*What to produce*: Copy all entries verbatim and keep any pictures out of the copy.

..........

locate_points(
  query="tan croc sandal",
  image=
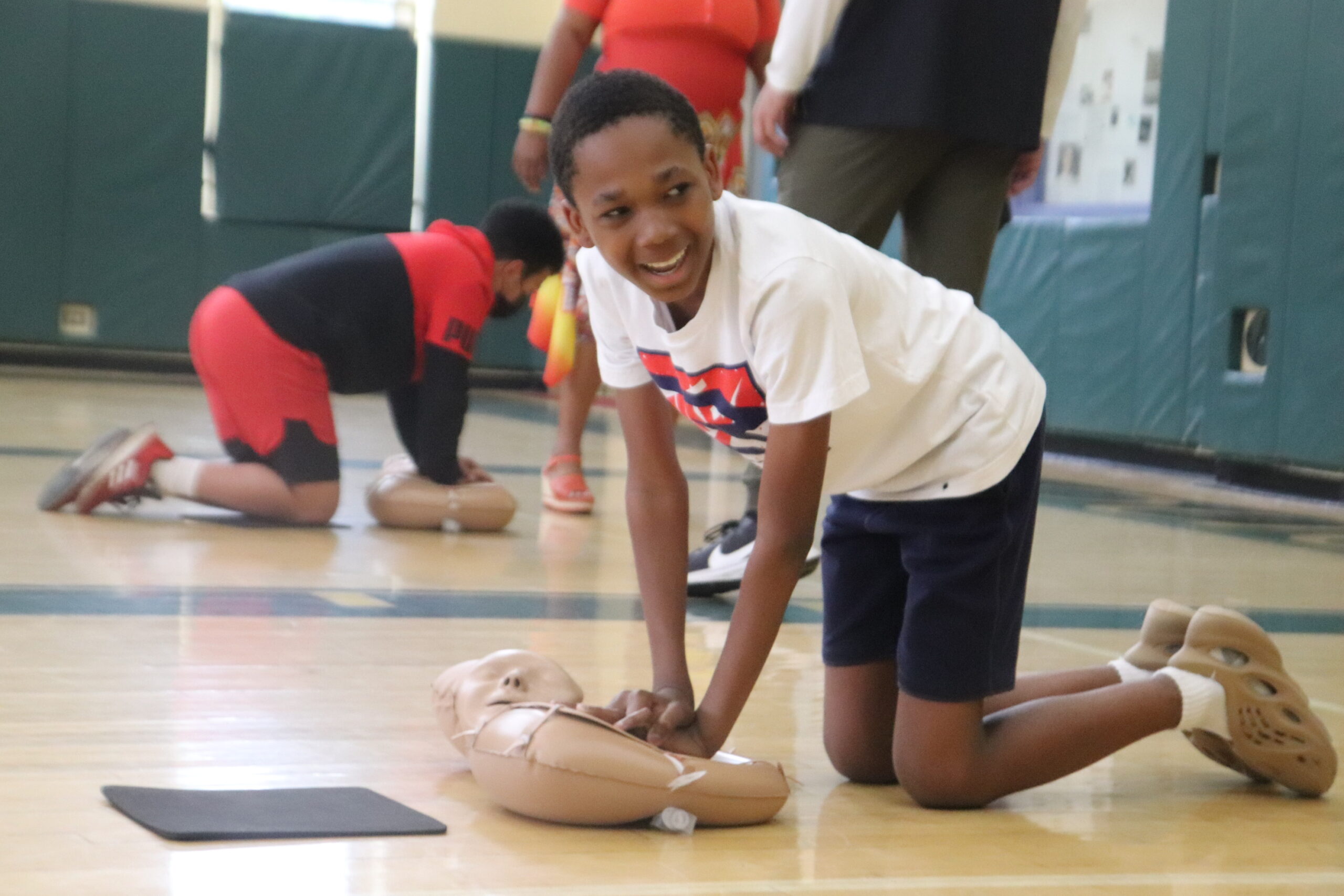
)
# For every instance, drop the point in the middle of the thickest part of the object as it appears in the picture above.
(565, 493)
(1162, 635)
(1276, 736)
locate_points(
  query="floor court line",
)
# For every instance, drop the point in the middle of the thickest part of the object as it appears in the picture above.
(1041, 637)
(1083, 883)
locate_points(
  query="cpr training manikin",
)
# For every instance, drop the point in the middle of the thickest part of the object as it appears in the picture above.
(511, 715)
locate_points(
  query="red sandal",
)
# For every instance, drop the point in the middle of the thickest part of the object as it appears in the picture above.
(566, 493)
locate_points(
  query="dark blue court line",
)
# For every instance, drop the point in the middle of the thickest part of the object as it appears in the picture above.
(1258, 525)
(356, 464)
(521, 605)
(296, 602)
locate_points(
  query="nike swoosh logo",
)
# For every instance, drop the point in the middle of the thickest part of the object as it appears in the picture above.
(718, 558)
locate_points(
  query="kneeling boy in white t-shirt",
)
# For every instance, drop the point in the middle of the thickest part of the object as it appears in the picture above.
(844, 373)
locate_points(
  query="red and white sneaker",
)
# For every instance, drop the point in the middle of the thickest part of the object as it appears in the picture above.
(62, 488)
(124, 475)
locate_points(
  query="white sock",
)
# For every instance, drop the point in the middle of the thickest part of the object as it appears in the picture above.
(1128, 671)
(178, 476)
(1203, 703)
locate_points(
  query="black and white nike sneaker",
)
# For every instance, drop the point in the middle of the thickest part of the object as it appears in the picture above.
(719, 565)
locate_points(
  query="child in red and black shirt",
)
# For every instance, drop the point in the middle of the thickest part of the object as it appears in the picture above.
(390, 312)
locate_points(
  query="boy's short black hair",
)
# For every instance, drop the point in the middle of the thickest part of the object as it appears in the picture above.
(519, 230)
(603, 100)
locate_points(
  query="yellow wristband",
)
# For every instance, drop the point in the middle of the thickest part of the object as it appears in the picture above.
(534, 125)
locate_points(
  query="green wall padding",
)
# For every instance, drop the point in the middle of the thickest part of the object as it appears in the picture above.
(138, 94)
(464, 109)
(1167, 291)
(1312, 362)
(34, 37)
(1093, 382)
(1264, 88)
(316, 124)
(1203, 323)
(1023, 289)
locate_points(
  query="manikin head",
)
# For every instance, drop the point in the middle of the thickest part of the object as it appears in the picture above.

..........

*Result for this task*:
locate_points(
  query="tan croc sandal",
  image=
)
# For every instance, drop the point in the middle of the thickest part of the object as it appears in the picture above.
(565, 493)
(1162, 635)
(1276, 736)
locate_points(
  query="floor court line",
)
# For every instance, drop the point in the middle of the thickest part of the object as it appears in the picture above.
(1041, 637)
(1083, 883)
locate_points(
  query="cpr training manikin",
)
# For every instance, drop the point in the middle of the thickest part of the object as it appears in the picture above.
(511, 715)
locate_points(
  query="red sandal",
)
# For every instance, drop the point in the middle of the thickest part of the object as it appears in the picture above.
(566, 493)
locate_points(
  query="dark blue court line",
)
# For every instance, drop the point in the middle of the thickest part of the object as it appears in the picture above.
(1258, 525)
(356, 464)
(521, 605)
(296, 602)
locate_points(
  query="nike swoosh logo",
)
# For every instance, drop the point in the middle of the thickest part of the object as it appears in the picture above.
(718, 558)
locate_points(
  query="kneeling boy in white t-shirt",
)
# For every instance, drop the point in the middle of the thickest part of the object as it appears in the picture above.
(844, 373)
locate_points(
  query="red and white sneaker",
)
# For every instance, drop the point in the middle of the thickest part of the object as it appears in the picture above.
(62, 488)
(124, 475)
locate_points(
  query="white sock",
)
# For every instance, drop the point in the middle of the thickest part of the object as it appears in the picture above.
(1128, 671)
(178, 476)
(1203, 703)
locate_points(
  query="black and white nike sneaker",
)
# For every instance, drop the point in the middle of the thickest part of the object as it appears in the picture above.
(719, 565)
locate_points(
  query="child in red and black shirt",
)
# For every instance, drop the point in the middle of the thickest part of the object as it appears in the picture above.
(390, 312)
locate_points(
  query="boy's short black hair",
)
# For every instance, drop the point in the middle of the thickest part of the object as it appears in the picture above.
(519, 230)
(603, 100)
locate_points(
  query="yellow wristband",
)
# For every instance, drop the point in the middle of the thickest part of the object as it appears in the picture above.
(534, 125)
locate_points(
  query="green wall padding",
)
# For every instance, drop the point in the middle of the thickest part of the object as it appears in the picture above.
(138, 94)
(464, 109)
(1167, 291)
(1312, 362)
(34, 37)
(1093, 382)
(1264, 88)
(316, 124)
(1203, 323)
(1023, 289)
locate_points(
  query="manikin head",
)
# For every instance, drop the point in the middle of the thickest part of the object as it appears in the picture above.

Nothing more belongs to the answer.